**PROBLEM:** Every line of the data should be retyped with no difference from the original.

**Records from a data source:**
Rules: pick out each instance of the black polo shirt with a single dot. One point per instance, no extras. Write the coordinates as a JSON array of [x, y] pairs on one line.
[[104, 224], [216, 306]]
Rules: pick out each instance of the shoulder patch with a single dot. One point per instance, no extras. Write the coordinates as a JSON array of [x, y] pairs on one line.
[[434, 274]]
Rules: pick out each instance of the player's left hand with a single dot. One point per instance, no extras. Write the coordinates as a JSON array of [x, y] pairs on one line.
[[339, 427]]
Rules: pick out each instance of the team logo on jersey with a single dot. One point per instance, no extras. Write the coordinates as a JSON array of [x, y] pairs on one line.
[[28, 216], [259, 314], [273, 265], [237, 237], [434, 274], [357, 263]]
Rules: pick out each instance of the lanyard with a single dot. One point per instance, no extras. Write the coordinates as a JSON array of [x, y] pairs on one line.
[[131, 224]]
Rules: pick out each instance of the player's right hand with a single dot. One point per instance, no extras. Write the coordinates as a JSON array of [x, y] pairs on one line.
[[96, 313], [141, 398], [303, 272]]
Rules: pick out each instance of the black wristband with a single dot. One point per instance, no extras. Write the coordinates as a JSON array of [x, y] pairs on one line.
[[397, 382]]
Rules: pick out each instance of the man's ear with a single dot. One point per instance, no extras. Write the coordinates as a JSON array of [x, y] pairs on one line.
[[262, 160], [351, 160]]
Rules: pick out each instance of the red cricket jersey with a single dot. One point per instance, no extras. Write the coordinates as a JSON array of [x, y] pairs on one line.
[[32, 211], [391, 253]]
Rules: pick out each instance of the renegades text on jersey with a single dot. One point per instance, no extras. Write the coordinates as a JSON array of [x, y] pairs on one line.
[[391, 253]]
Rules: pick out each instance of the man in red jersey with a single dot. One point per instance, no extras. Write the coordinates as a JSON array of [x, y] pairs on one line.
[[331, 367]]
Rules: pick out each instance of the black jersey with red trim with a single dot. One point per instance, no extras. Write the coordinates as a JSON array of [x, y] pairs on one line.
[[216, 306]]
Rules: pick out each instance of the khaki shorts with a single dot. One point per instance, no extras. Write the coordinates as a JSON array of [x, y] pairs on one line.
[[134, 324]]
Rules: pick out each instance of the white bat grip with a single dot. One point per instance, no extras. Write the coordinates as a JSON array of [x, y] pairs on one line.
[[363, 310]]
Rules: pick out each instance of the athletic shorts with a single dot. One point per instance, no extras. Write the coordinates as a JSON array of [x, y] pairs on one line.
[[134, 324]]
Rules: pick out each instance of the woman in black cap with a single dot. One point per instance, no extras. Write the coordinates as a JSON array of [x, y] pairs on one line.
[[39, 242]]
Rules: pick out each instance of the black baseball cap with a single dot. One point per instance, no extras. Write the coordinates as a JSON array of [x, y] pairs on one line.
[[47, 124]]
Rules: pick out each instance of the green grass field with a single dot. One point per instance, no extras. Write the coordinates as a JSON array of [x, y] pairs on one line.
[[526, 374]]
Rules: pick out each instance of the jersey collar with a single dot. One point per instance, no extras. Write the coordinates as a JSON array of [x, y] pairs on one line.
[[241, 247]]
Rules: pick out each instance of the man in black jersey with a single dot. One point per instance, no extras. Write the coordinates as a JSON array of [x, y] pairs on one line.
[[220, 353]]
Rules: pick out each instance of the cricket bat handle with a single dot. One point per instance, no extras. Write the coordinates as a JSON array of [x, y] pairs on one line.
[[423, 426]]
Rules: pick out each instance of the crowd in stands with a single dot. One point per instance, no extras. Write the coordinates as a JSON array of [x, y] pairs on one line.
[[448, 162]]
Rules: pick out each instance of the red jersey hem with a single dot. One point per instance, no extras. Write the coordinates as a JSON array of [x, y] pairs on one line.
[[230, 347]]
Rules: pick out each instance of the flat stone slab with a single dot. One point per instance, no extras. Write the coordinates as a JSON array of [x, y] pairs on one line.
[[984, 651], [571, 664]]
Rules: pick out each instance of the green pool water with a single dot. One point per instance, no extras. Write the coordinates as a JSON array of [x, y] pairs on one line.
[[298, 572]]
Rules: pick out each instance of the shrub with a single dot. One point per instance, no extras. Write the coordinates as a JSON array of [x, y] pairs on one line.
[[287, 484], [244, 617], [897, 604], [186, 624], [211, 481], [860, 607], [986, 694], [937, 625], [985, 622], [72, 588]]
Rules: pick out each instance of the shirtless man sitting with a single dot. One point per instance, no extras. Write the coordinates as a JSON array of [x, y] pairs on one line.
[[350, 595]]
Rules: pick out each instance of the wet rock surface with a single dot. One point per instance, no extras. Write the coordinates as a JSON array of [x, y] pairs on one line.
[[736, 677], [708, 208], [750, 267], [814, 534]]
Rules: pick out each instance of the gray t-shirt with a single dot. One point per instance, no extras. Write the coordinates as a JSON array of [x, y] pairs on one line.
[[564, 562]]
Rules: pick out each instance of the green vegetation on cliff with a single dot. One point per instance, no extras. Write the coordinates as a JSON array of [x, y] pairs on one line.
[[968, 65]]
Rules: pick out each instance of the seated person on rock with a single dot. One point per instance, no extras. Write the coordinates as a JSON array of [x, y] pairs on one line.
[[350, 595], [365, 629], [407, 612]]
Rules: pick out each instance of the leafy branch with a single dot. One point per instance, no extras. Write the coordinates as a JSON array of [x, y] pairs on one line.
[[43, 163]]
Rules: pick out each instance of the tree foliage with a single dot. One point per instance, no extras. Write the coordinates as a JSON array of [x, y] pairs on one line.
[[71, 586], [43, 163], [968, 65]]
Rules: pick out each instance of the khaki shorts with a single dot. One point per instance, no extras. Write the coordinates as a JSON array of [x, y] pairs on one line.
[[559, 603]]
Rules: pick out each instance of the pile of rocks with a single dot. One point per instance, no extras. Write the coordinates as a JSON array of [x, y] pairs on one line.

**EXERCISE OUTPUT:**
Rules: pick out each instance of the black polo shirt with a single dot. One point per instance, no extras. Write the coordinates as a JSON array of [x, y] pairs on one line.
[[104, 224], [216, 306]]
Rules: pick out each instance of the shoulder patch with a single dot. One point per instance, no extras. Write the coordinates as a JSON array of [x, y] pairs on one line.
[[434, 274]]
Rules: pick out each instance of the player's left hand with a single dot. One point per instance, no extras. Write the coordinates as a JSON array of [x, y] pairs on one line.
[[339, 427]]
Rules: pick out each instance of the team logo on jersey with a single dot. One point per instance, no extras. Write the coordinates as a JSON array of [x, y] pairs on one line.
[[28, 216], [259, 314], [273, 265], [237, 237], [434, 274], [357, 263]]
Rules: pick out each instance of the lanyard with a single dot. One point per instance, no extras. Write the coordinates as a JSON array of [x, y] pairs on one line.
[[131, 224]]
Rules: pick out each instance of the player's right hand with a single dot. One point per instance, no extras. Write the coordinates as a JSON array of [x, y] pairs on one line.
[[96, 313], [141, 398], [303, 272]]
Rules: pick out each instance of the black wristband with a single dot. One point per instance, no extras. Write the coordinates as a JSON array of [x, y] pairs on one line.
[[397, 382]]
Rules: pick out each instance of the man's ear with a single dot. One point per instance, no extras. Write the coordinates as a JSON array of [x, y] pairs on one line.
[[262, 160], [351, 160]]
Rules: pick out each instance of the red cricket jersey with a single dot. One point per instance, no extras. Write the coordinates as a JSON array of [x, y] pairs on one line.
[[32, 211], [391, 253]]
Rules: pick out each instance of the renegades text on jersey with a single dot. One point per instance, no extras. Write the coordinates as a JSON array of [x, y] pairs on one line.
[[391, 253]]
Rules: pick out each instance of the man in red jersey with a single dot. One point per instance, no extras. Write the coordinates as a JSON array of [x, y] pairs on one line.
[[331, 367]]
Rules: pick out each instance of the black jersey with red trim with a single dot. One point per instance, no extras. Write the coordinates as a JSON array of [x, y] pairs on one line.
[[216, 306]]
Rules: pick out each instance of the khaki shorts with a single dot. One point per instance, no extras. Write the coordinates as a JSON array of [x, y] pairs on one line.
[[134, 324]]
Rules: pick out each instance of the white bat grip with a single dot. One point per instance, no extras. Write the coordinates as a JSON array of [x, y] pairs on one line.
[[363, 310]]
Rules: pick out each instance of the athletic shorts with a single dot. One point per instance, no extras. Write the coordinates as a JSON array of [x, y] pairs on one line.
[[134, 324]]
Rules: pick out each instance of the woman in black cap with a single dot. One point per instance, no extras. Write the coordinates as a JSON array of [x, y] pairs on one line.
[[39, 242]]
Rules: pick out each instance of the black baseball cap with a single dot. One point per instance, no extras. Write the coordinates as a JSON array of [x, y] pairs on one line.
[[47, 124]]
Rules: pick out each instance of the green grass field with a single dot. One point per instance, no extras. Write the coordinates as a JSON array of [x, y] pairs on one line.
[[526, 374]]
Rules: pick out each instance of the jersey collar with a single dot. One point per instance, no extras. Write the coordinates as a JSON array of [x, y] pairs on one line.
[[241, 247]]
Rules: pick out each instance of the man in black jersey with a single dot. One point per instance, no extras. Write the coordinates as a JSON array of [x, y] pairs on one line.
[[220, 353]]
Rules: pick out each instance of the cricket bat handle with a single dot. One point per instance, no extras. Write the coordinates as a JSON array of [x, y] pairs on one line.
[[423, 426]]
Rules: pick out each instance of the crowd in stands with a single dot. One point per instance, no extras. Write the coordinates as a JSON array of [x, y] pairs on one line.
[[448, 162]]
Rules: pick out each instance of the red jersey hem with a single dot. One point per instance, no extras. Write the coordinates as a JSON array of [x, y] pairs on one line.
[[230, 347]]
Rules: pick out each instance of the flat stone slab with a single dot. One point per instance, no extras. Write the coordinates as a JSON array of [x, y] pairs on one line.
[[984, 651], [571, 664]]
Rules: pick out each instance of the green pool water with a single dot. One point per instance, no extras. Write the coordinates as a JSON array of [x, y] pairs on one line.
[[298, 572]]
Rules: pick out each instance of the shrub with a single dot. One point per instance, no extras. Write the coordinates as a JSON array of [x, y] pairs on one line.
[[287, 484], [244, 617], [897, 604], [186, 624], [211, 481], [860, 607], [986, 694], [937, 625], [985, 622], [72, 588]]
Rules: pick out each instance of the shirtless man sitting with a single dot. One point per instance, no extras. Write the coordinates as a JSON array of [x, y] pairs on one line.
[[350, 595]]
Rules: pick out each instance of the wet rock surface with a single dot. One point per instance, no extras. Write the coordinates as a JSON array of [x, y] pairs on one line.
[[736, 677], [708, 208], [750, 267], [814, 534]]
Rules: pick out each instance of the gray t-shirt with a single dot. One point per instance, no extras. Write the coordinates as a JSON array of [x, y] pairs on one line.
[[564, 562]]
Rules: pick out each instance of the green vegetation on cliff with a single dot. One point per instance, no extras. Write the coordinates as a JSON array of [x, y] pairs on one line.
[[968, 65]]
Rules: pick out each instance of the seated person on rock with a single dot. One point per instance, no extras. Write the coordinates as a JSON array of [x, y] pairs on one line.
[[350, 595], [365, 629], [407, 612]]
Rules: pick out each instance of the leafy branch with a single dot. One point per instance, no extras. Write the coordinates as a JSON array of [x, y] pairs on one line.
[[43, 163]]
Rules: pick out each instance of the tree foliage with a single dot. One point per instance, no extras. Write the coordinates as a JSON array of [x, y] pairs on one line.
[[71, 586], [43, 163], [968, 65]]
Rules: pick out each instance of the khaki shorts with a single dot. One point per instance, no extras. Write the coordinates as a JSON array of [x, y] pairs on one line.
[[559, 603]]
Rules: pick out each instance of the pile of rocks with a single dot. One point per instance, no extras. Write the coordinates as a JSON array of [x, y] pairs on one line.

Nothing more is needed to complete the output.